TÂCHE À RÉALISER: Indiquez si chacune des affirmations suivantes concorde avec le code du simulateur, en répondant par oui ou non et en citant les mots exacts du texte qui tranchent : (a) en mode "uni", la durée de service est tirée uniformément entre 0,5 et 1,5 ; (b) par défaut, lambda vaut 1 ; (c) dans la fonction fifo, la boucle s'arrête quand dtA et dtC sont tous les deux manquants.
***** SECTION DU DOCUMENT
RICM4 - EP - DM
Jordan Jean - Théo Lévesque
2018
Simulateur
simulator = function(N = 100, modeService = "exp", modeSched = "fifo", lambda = 0.2,
mu = 1) {
Arrival = cumsum(rexp(n = N, rate = lambda))
if (modeService == "exp") {
Service = rexp(n = N, rate = mu)
} else if (modeService == "uni") {
Service = runif(n = N, min = 0.5, max = 1.5)
} else if (modeService == "gamma") {
Service = rgamma(n = N, shape = 0.1, rate = 0.1)
}
Remaining = rep(N, x = NA)
Completion = rep(N, x = NA)
df = data.frame()
if (modeSched == "fifo") {
df = fifo(N, Arrival, Service, lambda, mu, modeService)
} else if (modeSched == "lifo") {
df = lifo(N, Arrival, Service, lambda, mu, modeService)
} else if (modeSched == "fair_sharing") {
df = fair_sharing(N, Arrival, Service, lambda, mu, modeService)
}
return(df)
}FIFO
fifo = function(N = 100, Arrival, Service, lambda, mu, modearri) {
Remaining = rep(N, x = NA)
Completion = rep(N, x = NA)
t = 0
CurrentTask = NA
NextArrival = 1
while (TRUE) {
dtA = NA
dtC = NA
# temps jusqu'à la prochaine arrivée
if (length(Arrival[Arrival > t]) > 0) {
dtA = head(Arrival[Arrival > t], n = 1) - t
}
# temps jusqu'à la prochaine terminaison
if (!is.na(CurrentTask)) {
dtC = Remaining[CurrentTask]
}
if (is.na(dtA) & is.na(dtC)) {
break
}
dt = min(dtA, dtC, na.rm = T)
**********
***** EXTRAITS DES DONNÉES
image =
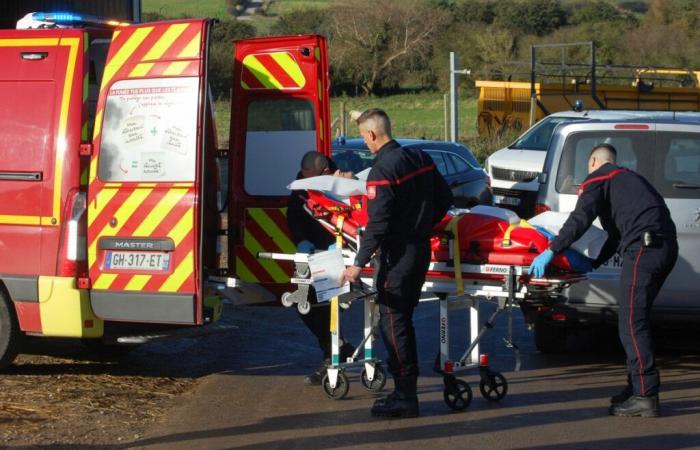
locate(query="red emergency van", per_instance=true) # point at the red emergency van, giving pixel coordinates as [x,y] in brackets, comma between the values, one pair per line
[108,180]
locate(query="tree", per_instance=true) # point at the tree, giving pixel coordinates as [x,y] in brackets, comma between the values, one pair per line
[597,11]
[221,54]
[306,21]
[373,40]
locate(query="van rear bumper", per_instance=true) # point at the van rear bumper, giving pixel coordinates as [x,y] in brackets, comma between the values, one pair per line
[144,307]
**********
RÉSULTAT DE L'EXERCICE:
(a) Oui : « Service = runif(n = N, min = 0.5, max = 1.5) ».
(b) Non : « lambda = 0.2 ».
(c) Oui : « if (is.na(dtA) & is.na(dtC)) { », suivi de « break ».